* Data for processing
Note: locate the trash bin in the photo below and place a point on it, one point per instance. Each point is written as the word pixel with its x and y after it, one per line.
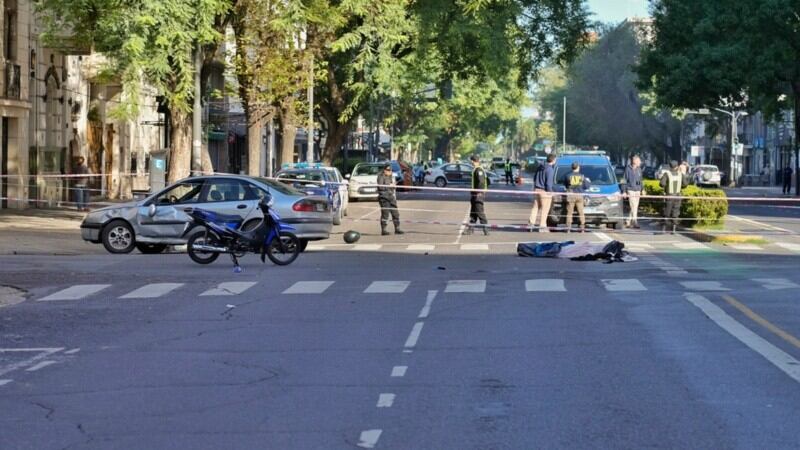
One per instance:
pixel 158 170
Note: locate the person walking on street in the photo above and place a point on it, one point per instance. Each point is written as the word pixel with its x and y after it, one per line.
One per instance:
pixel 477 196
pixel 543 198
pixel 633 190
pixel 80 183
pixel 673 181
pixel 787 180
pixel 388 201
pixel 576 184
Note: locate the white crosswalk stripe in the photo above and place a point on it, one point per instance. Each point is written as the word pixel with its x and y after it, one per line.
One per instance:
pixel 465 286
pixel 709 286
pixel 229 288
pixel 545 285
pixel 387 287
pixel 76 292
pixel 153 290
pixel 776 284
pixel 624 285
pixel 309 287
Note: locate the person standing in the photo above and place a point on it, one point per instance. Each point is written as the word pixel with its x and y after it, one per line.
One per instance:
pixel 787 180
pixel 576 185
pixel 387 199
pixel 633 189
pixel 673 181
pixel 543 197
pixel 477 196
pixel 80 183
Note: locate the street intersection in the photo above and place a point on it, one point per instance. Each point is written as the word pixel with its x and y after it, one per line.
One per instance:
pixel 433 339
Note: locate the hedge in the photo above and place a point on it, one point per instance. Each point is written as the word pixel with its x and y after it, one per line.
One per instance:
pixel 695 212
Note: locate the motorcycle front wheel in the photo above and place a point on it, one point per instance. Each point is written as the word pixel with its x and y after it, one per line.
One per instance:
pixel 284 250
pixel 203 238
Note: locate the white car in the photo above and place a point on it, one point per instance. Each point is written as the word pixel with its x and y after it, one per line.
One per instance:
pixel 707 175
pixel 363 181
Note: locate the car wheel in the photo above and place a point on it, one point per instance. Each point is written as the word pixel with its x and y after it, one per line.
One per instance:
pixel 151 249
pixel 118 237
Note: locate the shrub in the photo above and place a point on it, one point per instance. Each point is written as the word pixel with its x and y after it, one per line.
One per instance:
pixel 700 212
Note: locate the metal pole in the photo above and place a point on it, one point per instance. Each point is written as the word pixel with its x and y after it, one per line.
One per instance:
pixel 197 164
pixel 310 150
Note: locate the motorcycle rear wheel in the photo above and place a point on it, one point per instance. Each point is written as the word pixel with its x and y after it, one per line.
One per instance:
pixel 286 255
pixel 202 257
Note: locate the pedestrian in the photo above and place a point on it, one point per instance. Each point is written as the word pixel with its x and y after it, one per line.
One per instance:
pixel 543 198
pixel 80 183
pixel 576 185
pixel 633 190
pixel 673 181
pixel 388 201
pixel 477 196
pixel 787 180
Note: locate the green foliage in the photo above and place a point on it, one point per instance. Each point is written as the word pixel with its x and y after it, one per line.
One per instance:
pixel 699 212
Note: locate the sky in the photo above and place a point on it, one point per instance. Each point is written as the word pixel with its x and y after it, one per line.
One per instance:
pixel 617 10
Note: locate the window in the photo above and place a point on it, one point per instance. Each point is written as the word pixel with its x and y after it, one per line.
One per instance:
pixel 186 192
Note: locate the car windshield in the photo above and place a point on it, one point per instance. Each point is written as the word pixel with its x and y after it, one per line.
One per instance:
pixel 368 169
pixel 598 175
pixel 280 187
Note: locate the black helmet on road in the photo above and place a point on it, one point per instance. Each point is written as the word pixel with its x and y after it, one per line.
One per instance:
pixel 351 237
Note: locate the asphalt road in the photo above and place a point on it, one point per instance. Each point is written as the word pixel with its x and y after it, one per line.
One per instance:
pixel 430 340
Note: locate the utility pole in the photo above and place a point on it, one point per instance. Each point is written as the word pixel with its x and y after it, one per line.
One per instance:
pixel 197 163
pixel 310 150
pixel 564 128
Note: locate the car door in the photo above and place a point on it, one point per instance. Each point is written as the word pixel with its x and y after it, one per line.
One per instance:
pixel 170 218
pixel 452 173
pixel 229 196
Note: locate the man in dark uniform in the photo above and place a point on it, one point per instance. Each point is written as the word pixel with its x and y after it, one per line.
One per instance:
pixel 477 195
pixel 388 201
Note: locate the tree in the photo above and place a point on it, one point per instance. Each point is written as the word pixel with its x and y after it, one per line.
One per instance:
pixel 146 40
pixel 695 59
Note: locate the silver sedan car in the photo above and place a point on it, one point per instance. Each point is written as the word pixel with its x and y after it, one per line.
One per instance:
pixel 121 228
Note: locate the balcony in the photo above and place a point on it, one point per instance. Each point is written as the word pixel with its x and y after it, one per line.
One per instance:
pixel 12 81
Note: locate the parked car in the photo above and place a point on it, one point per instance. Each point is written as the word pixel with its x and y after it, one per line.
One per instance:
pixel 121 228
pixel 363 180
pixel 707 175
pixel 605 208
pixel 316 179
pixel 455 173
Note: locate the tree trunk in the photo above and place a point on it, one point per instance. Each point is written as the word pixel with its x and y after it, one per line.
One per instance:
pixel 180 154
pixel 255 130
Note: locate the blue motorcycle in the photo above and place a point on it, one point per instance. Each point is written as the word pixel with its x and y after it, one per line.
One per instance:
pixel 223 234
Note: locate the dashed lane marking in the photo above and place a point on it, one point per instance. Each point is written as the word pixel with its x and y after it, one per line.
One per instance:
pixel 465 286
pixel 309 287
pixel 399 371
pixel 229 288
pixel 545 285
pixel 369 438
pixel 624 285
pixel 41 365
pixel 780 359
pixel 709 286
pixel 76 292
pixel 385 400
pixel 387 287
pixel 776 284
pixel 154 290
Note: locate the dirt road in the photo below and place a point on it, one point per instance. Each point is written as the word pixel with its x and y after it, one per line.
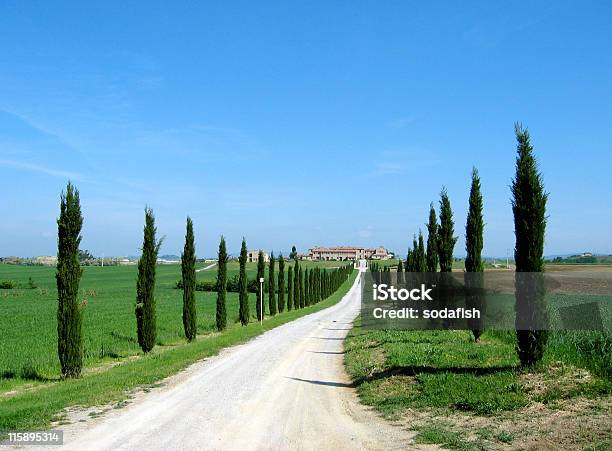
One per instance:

* * *

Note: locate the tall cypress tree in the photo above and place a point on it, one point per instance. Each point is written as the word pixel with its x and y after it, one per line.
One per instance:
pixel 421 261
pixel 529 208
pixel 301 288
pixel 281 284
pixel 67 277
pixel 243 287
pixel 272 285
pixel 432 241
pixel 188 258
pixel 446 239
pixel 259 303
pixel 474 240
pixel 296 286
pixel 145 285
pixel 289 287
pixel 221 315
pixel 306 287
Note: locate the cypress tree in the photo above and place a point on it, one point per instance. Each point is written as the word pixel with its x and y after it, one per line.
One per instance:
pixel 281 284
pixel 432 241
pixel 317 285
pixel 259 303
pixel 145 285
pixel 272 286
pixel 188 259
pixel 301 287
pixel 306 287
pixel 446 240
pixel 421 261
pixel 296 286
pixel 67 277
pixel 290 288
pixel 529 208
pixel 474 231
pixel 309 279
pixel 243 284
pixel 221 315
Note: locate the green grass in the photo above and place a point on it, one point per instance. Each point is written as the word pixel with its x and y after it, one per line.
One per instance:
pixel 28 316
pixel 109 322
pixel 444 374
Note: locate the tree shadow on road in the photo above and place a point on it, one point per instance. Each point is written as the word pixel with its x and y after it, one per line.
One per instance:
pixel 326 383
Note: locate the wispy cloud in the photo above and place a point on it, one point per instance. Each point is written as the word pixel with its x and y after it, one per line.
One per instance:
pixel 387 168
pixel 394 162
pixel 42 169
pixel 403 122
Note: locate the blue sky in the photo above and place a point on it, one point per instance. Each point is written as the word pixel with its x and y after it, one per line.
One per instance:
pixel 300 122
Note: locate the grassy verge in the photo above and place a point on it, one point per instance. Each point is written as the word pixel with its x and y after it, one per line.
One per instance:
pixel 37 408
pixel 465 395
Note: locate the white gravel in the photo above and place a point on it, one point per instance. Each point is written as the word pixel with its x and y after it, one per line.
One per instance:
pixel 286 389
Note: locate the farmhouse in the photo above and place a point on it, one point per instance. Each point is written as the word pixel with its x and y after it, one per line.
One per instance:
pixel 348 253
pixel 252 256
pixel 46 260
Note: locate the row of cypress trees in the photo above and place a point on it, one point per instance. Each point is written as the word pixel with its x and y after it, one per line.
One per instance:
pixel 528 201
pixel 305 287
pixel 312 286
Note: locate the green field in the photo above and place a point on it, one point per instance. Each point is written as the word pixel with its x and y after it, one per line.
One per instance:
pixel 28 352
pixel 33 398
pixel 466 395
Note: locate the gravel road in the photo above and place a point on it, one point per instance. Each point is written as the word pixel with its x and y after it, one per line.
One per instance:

--

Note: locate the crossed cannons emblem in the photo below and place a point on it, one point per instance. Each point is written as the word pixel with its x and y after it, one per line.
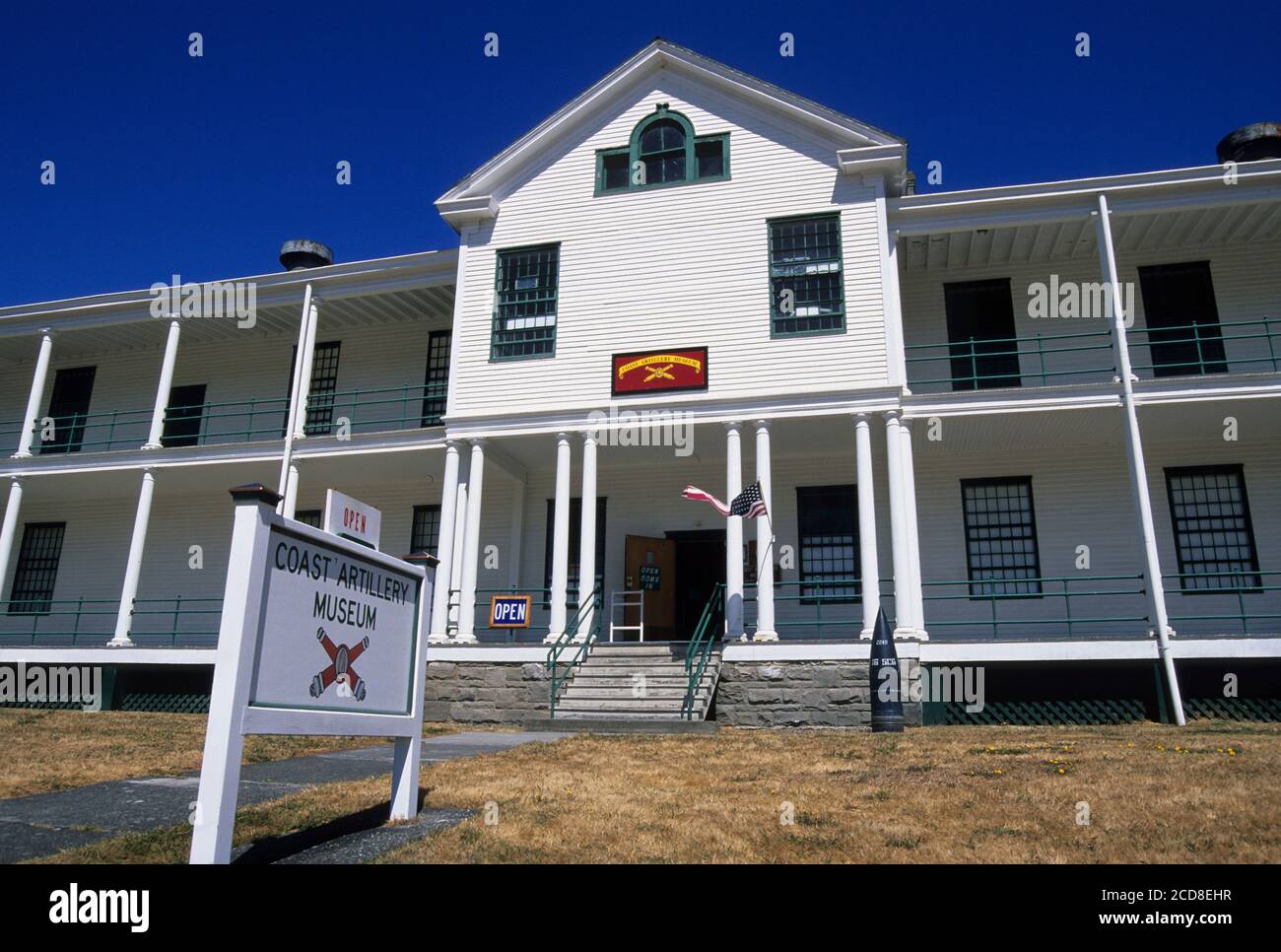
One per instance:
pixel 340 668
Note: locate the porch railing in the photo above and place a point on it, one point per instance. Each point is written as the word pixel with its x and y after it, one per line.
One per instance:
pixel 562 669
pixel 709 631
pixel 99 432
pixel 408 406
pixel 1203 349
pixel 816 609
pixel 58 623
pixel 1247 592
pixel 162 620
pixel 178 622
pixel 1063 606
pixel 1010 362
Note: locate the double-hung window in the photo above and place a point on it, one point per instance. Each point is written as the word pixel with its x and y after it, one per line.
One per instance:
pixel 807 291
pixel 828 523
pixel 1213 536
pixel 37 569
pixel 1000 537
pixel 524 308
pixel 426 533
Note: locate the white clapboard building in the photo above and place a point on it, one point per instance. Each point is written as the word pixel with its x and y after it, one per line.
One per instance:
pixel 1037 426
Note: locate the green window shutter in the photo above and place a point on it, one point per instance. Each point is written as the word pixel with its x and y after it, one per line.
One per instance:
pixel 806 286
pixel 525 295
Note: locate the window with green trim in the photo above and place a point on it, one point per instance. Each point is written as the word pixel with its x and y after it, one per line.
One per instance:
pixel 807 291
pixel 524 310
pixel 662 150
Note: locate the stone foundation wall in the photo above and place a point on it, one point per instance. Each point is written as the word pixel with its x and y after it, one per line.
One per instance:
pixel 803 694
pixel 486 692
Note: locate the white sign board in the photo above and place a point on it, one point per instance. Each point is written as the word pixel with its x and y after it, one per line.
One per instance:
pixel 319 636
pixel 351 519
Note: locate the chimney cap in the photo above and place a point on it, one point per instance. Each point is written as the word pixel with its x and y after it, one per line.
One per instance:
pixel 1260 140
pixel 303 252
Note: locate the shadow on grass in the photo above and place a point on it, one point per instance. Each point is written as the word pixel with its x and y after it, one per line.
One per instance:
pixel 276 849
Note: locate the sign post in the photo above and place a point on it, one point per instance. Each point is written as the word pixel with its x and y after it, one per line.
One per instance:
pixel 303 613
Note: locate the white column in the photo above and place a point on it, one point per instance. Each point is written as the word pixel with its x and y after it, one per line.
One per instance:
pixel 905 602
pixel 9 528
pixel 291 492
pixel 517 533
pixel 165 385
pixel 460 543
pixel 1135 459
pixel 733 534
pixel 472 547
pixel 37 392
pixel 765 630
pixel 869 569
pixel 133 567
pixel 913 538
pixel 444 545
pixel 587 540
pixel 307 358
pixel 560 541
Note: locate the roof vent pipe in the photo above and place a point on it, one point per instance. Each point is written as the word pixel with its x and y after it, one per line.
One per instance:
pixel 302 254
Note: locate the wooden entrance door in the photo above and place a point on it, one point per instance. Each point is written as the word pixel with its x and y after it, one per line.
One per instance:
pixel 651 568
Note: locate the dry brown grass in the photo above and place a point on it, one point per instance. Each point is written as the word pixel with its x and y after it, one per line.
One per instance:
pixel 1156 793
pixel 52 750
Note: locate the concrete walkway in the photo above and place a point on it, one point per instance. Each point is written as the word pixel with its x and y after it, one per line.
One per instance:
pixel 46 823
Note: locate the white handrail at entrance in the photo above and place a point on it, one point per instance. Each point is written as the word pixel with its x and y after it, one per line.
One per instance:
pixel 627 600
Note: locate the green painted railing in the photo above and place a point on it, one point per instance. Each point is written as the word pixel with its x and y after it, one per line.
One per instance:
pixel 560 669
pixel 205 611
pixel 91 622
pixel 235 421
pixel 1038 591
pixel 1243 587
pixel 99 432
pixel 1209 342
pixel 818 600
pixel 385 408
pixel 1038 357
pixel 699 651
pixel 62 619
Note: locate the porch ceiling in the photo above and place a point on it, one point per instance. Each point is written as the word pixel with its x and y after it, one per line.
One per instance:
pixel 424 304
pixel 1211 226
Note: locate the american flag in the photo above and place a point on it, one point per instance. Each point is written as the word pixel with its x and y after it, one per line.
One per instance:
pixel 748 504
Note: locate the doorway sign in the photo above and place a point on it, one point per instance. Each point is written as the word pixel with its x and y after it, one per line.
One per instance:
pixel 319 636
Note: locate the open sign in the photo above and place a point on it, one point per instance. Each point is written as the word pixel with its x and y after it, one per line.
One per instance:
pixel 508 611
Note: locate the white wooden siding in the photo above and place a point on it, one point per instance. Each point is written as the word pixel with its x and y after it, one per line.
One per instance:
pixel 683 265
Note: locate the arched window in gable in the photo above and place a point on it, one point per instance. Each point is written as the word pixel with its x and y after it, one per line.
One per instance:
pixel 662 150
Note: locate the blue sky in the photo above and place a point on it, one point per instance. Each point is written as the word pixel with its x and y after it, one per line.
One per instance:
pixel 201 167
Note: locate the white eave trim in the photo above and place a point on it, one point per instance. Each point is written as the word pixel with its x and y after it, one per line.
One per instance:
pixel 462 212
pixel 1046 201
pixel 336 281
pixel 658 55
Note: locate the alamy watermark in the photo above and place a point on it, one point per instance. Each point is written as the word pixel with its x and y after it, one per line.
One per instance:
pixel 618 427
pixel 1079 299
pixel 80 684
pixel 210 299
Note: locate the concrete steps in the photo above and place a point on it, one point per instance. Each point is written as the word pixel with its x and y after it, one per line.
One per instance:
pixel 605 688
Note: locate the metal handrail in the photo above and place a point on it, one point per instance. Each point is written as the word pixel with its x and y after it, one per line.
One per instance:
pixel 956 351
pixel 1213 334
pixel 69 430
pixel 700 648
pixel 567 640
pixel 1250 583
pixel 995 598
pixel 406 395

* Aim of the task
Go through the data and count each line that has the word "gravel", then give the total alone.

* Exercise answer
2